:: Provided records
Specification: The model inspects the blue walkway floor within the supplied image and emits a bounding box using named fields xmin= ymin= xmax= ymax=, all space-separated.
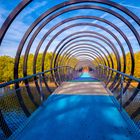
xmin=70 ymin=72 xmax=99 ymax=82
xmin=10 ymin=73 xmax=139 ymax=140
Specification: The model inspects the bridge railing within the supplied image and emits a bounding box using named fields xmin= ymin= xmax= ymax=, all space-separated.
xmin=0 ymin=66 xmax=75 ymax=139
xmin=96 ymin=65 xmax=140 ymax=130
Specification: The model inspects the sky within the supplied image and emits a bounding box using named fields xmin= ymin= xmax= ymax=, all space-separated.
xmin=0 ymin=0 xmax=140 ymax=57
::::
Set down all of the material word for word, but keep each picture out.

Specification: The model inspects the blue walkway floor within the supplied image and emits a bounding box using named fields xmin= ymin= xmax= ymax=, all space-separated.
xmin=70 ymin=72 xmax=99 ymax=82
xmin=10 ymin=73 xmax=139 ymax=140
Specification: The model inspects the bridge railing within the supplied image and emits a bounding box using named fields xmin= ymin= xmax= ymax=, all space-separated.
xmin=0 ymin=66 xmax=75 ymax=139
xmin=96 ymin=65 xmax=140 ymax=130
Specification: The model inspects the sky within the supplied image and emits a bounding box using named fields xmin= ymin= xmax= ymax=, all space-separated.
xmin=0 ymin=0 xmax=140 ymax=57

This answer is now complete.